SNS時代とうまく寝てみせたアレッサンドロ・ミケーレのグッチをみる。
ああ、グッチ的ロマンティシズム。
彼は天才だろうか、でも私はそれには乗らない。
ファッションが環境汚染を助長していると言われて久しい。
こんな時代錯誤な業界に私は未だに執着している。
小さい頃誰に言われるでもなくCSのプロジェクトランウェイとかファッションニュースの番組を見ていたときからなぜか私はハイファッションに夢中である。
母親も父親も特段洋服やハイブランドに意識の高い人達ではなかったけれど。
大学時代はバイト代のすべてを洋服に注ぎ込み、受注会で予約した服代を捻出するために毎月食費を削っていた。
ニュアンスとフォルムが服では一番大事だと思う。
ヴィヴィアンウエストウッドのドレスのドレープやスカートの立体感に心奪われたことを覚えている。
何を着るか決めるときはいつも引き算だ。
これはやらない。
これは着ないことから考えていく。
私はブランドのロゴものは着ない。
服での自己顕示欲を嫌っているから。
ダウンジャケットは着ない。

元データ
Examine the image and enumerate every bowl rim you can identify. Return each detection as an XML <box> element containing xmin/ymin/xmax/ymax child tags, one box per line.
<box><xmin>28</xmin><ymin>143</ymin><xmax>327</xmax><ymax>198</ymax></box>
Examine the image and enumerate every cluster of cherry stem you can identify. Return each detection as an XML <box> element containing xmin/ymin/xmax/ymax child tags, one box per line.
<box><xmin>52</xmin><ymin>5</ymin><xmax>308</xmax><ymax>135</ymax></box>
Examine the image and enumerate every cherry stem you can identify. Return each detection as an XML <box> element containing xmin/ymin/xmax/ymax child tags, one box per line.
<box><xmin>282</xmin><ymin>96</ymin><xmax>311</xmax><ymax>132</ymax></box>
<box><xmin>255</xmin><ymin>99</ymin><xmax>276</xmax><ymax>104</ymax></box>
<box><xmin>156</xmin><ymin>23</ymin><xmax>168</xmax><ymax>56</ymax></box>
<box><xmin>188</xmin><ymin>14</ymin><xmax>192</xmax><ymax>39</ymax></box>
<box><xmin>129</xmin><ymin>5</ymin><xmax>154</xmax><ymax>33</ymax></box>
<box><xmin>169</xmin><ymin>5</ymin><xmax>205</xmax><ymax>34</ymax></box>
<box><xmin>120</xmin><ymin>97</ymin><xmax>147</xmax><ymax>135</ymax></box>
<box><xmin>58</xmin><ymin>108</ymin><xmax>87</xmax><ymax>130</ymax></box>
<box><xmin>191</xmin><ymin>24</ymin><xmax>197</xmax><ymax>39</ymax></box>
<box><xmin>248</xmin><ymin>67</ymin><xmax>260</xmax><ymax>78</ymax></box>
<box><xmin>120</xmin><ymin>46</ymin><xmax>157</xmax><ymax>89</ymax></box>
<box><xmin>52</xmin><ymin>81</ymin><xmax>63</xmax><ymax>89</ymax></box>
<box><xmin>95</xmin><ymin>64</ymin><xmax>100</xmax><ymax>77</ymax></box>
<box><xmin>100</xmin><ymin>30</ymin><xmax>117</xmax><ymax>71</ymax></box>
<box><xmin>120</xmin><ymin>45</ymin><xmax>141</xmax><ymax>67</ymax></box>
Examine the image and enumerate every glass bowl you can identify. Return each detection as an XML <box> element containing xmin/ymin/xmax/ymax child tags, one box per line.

**指示:**
A – ファッションについての文章で、服において一番大事だとされているものは何か。
B – ファッションについての文章を、最後の一文の後から書き継いでください。
記録はファッションについての文章とは関係がない。

**回答:**
A – ニュアンスとフォルム。

B –
ずんぐりむっくりしちゃうから。
結婚式をするくらいならそのお金でサンローランのスーツを仕立てたい。
インスタグラムで流れてきたボッテガ・ヴェネタのアイスブルーのクラッチバック。
ボッテガなんて下品って思っていたのにそのあまりの可愛さに(あまりにベージュのトレンチコートとの相性が良い)どうやって40万円を捻出するか考えているのだ。
お洋服を目の前にすると私の頭はくらくらと狂っていく。
待ちに待ったレディースへの復帰である。
カルバンクラインに札束で頬を叩かれた彼のみんなが望んだ復帰劇である。
くらいニュースの続くファッション業界における明るいニュースである。
2021シーズンのランウェイを心待ちにして私は生きていくだけ。